• Requirement:
Omit the pictures from the entries below and retype everything else exactly.

• Available records:
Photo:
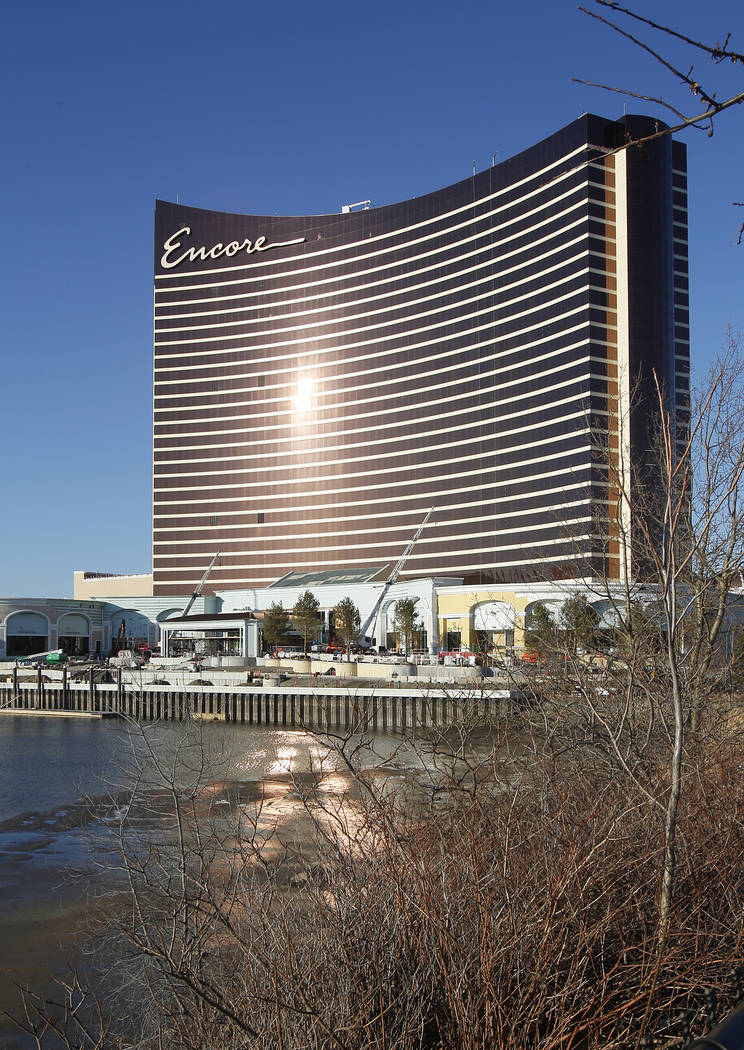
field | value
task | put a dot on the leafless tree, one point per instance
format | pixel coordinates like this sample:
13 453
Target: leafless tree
703 90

• Exercise output:
Photo:
field | value
task | put a dot on the leafless tree, one point per instance
format | pixel coordinates like this sample:
13 453
Target: leafless tree
703 90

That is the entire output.